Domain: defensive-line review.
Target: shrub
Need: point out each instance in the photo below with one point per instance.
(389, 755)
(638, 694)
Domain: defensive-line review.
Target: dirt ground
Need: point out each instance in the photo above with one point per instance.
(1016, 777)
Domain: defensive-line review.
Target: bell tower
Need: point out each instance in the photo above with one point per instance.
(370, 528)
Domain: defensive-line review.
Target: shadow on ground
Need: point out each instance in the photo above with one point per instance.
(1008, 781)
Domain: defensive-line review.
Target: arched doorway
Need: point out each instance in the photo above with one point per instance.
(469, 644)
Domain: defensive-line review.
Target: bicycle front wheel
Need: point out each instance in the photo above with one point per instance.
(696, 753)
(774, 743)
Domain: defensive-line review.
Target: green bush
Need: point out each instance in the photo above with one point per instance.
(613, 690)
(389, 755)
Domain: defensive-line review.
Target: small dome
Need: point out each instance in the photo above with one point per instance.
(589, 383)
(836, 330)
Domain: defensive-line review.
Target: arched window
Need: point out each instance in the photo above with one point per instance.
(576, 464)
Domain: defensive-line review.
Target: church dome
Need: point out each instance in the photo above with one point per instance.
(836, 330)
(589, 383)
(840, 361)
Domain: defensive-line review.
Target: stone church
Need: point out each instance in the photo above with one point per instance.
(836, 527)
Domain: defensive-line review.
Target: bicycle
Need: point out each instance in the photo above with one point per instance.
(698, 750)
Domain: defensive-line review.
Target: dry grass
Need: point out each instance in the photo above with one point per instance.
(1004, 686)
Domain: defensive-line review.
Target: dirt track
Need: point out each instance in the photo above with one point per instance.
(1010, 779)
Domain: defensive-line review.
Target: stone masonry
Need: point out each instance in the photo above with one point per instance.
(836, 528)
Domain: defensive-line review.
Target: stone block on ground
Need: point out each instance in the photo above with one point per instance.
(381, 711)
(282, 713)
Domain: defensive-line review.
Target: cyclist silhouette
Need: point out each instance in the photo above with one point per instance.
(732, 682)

TASK: Reproduce every line above, keeping each word exactly as it appears.

YOUR RESPONSE:
Domain: defensive-line review.
Target: shrub
Need: point out each instance in the photo below with one point per instance.
(389, 755)
(638, 694)
Domain: defensive-line review.
Target: dirt ground
Need: point out each instance in the photo above with one point per instance.
(1016, 777)
Domain: defensive-line review.
Target: bell tower
Need: point out each instance in the photo above with one point per instance.
(370, 528)
Domain: defensive-line review.
Target: shadow on ground
Need: point out each instance in the photo above with one point per instance.
(1008, 781)
Domain: defensive-line review.
Target: arched doorway
Need: point out each instance in the photo above with one point per instance.
(469, 644)
Domain: defensive-line review.
Target: bicycle front wheel
Need: point out each instance in the photo above with one point per instance.
(696, 753)
(774, 743)
Domain: defensive-line review.
Target: green bush
Need: point out each instance in the photo above with one point per instance.
(613, 690)
(389, 755)
Domain: defensive-line review.
Target: small dome
Need: point out each instance in the photo above with one point per instance.
(589, 383)
(836, 330)
Domain: defensive-line review.
Target: arched window
Need: point out each instance in the photo above with one point per instance.
(576, 464)
Domain: defensive-line review.
Target: church dome
Need: point out each instance in the photo above with one point per instance.
(836, 330)
(589, 383)
(840, 361)
Domain: defensive-line review.
Target: stone church
Need: point out each instance in the photo above with one point per instance.
(836, 527)
Domain: defensive-line review.
Target: bicycle
Need: point out each instance in the photo above with one point per instance.
(698, 750)
Domain: defensive-line review.
Target: dry grass
Need: point out each instance in the photo above with one point per instance.
(1004, 686)
Domain: defensive-line review.
Target: dirt track
Need: point out each instance in the photo above with one point per instance.
(1010, 779)
Domain: defensive-line review.
Target: stone masonry
Need: point out each instance in the photo above with one point per instance.
(836, 528)
Domain: defensive-line review.
Target: stone block on ground
Need: point out each instance in the photo above with one point per instance.
(381, 711)
(282, 713)
Domain: defensive-line review.
Target: cyclist silhouette
Need: point out each instance in the photo above with one point per instance.
(732, 682)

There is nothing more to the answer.